== SOURCE RECORDS

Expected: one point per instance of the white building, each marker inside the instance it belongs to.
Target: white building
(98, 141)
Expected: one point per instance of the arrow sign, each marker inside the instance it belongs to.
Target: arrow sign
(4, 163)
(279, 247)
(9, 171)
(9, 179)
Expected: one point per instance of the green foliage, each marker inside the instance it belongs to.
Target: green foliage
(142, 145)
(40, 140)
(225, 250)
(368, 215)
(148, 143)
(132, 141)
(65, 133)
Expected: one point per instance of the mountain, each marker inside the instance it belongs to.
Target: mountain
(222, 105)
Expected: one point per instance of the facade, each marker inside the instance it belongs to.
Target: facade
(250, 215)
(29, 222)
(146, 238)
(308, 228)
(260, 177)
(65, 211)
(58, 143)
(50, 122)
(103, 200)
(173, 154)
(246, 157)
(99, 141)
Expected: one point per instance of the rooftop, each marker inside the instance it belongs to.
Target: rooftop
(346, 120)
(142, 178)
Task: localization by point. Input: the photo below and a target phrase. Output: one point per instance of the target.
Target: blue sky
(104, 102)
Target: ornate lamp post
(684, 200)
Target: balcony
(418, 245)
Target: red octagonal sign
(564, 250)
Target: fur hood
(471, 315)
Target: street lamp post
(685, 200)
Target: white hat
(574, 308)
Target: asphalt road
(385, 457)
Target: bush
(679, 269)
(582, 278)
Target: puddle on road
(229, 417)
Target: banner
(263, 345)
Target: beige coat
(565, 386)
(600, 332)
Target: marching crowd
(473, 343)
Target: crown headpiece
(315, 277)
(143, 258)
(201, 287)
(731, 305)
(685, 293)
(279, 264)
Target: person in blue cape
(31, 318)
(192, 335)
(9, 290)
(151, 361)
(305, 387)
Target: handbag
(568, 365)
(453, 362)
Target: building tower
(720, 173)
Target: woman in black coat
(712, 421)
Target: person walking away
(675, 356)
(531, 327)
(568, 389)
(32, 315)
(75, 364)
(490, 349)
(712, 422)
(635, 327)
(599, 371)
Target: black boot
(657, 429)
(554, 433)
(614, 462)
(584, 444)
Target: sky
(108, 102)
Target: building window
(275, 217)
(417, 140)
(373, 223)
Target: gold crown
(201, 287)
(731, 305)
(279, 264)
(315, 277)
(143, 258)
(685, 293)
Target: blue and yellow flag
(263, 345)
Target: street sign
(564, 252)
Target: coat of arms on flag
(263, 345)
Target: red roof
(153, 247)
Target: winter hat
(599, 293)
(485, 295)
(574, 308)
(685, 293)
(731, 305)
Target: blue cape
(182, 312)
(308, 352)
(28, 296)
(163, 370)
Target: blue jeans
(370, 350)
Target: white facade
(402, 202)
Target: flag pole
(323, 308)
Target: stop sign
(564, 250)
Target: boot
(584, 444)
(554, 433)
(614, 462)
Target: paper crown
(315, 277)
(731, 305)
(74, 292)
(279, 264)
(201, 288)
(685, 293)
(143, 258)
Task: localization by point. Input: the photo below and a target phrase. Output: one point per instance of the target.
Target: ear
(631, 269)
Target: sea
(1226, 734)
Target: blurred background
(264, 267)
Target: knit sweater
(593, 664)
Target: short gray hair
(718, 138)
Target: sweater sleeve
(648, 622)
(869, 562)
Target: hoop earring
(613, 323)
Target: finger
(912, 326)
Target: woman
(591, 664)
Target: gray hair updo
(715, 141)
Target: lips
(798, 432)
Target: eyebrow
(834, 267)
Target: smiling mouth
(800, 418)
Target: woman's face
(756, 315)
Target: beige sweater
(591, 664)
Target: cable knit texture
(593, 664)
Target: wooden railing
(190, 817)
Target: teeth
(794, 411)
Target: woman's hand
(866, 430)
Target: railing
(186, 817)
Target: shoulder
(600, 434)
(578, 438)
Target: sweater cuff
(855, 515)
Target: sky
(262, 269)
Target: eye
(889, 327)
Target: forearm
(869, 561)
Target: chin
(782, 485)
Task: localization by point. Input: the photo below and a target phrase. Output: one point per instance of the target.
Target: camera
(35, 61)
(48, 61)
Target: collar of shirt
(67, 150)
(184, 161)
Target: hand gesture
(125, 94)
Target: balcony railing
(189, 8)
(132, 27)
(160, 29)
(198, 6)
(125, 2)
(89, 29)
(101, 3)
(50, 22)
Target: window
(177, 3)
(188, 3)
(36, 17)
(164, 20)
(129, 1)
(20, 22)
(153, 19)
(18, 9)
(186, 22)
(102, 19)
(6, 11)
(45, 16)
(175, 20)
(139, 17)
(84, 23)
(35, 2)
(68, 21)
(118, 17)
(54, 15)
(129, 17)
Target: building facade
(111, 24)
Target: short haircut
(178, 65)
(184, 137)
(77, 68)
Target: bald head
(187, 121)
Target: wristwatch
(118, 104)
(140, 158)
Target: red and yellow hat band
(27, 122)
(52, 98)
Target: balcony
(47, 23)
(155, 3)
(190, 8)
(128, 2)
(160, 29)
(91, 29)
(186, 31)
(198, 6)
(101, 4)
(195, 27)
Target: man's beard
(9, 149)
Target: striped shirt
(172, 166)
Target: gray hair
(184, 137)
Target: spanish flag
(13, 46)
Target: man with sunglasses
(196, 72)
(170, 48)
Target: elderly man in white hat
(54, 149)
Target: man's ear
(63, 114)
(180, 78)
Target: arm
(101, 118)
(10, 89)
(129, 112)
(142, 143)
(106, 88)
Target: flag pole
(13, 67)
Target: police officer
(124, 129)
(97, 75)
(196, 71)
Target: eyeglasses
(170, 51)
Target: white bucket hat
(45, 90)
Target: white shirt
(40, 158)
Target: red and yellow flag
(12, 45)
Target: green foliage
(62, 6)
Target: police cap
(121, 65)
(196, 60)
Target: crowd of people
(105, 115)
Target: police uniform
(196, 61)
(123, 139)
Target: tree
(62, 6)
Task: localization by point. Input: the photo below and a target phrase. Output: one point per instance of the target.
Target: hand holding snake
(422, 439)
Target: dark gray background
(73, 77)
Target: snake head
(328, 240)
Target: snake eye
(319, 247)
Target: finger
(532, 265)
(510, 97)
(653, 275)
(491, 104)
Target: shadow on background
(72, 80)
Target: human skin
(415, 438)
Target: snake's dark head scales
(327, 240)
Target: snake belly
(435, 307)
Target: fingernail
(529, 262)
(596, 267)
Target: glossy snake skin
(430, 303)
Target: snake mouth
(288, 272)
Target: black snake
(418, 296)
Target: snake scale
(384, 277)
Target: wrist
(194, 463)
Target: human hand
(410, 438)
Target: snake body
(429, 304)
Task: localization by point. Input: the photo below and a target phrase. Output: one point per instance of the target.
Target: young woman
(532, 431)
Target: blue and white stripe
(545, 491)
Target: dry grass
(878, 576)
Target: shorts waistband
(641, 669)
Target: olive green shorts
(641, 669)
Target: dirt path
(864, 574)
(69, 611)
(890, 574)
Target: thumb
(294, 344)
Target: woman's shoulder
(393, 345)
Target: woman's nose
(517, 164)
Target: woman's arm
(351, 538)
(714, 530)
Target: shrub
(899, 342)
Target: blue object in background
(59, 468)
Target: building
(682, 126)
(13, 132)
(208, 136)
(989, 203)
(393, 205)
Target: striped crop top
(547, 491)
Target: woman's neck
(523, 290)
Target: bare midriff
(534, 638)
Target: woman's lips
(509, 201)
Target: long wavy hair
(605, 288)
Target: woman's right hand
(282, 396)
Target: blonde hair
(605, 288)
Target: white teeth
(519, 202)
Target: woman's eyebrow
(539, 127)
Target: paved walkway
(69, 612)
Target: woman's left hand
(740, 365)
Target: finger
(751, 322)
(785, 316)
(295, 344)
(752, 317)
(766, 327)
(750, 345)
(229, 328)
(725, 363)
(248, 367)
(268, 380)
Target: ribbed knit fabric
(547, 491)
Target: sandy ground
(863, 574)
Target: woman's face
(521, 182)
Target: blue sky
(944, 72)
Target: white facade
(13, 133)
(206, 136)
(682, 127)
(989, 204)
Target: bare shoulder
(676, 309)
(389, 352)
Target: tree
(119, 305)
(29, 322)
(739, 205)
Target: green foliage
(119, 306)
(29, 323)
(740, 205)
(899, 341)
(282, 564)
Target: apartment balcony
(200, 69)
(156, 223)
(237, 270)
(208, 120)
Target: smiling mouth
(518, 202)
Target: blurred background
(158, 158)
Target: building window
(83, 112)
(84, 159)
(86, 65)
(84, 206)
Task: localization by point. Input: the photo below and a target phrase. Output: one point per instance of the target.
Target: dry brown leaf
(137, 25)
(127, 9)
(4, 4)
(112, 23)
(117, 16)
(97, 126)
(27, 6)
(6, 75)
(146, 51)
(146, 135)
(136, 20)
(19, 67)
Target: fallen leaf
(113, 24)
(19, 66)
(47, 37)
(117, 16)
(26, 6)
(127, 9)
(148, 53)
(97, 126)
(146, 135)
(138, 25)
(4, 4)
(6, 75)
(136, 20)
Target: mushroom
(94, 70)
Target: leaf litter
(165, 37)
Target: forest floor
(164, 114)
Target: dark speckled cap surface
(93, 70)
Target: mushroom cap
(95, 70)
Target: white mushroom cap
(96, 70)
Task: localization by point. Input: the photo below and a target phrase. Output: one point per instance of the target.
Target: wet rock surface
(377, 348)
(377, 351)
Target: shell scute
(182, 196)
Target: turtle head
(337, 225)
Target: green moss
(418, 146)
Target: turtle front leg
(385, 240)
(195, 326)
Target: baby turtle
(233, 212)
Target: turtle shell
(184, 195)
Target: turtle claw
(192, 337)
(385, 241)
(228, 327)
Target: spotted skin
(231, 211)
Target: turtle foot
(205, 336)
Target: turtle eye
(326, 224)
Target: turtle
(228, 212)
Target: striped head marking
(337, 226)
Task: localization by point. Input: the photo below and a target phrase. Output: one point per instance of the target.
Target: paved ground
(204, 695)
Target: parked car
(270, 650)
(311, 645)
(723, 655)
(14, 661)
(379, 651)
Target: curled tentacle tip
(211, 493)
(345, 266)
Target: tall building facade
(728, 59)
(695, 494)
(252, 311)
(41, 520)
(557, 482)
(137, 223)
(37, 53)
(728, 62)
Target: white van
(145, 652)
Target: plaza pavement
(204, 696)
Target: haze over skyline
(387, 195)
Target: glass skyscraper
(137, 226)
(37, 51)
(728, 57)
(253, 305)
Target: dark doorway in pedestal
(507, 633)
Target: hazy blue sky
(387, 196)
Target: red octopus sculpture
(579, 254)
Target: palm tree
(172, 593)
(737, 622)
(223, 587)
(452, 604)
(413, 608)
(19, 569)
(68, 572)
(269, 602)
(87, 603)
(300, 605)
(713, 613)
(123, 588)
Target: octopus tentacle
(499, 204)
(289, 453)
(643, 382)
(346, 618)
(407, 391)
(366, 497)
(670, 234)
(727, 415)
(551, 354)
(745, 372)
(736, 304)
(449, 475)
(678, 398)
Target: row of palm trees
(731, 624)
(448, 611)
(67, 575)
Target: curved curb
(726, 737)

====

| TASK PROMPT |
What you return should be the lines from the start of the data through the line with "Expected: one point per instance of the arrow", quoted exactly and nothing more.

| ANSWER SPACE |
Expected: one point per instance of the white building, each marker inside the instance it belongs to.
Target: white building
(98, 141)
Expected: one point per instance of the arrow sign, each marker inside the instance it belongs to.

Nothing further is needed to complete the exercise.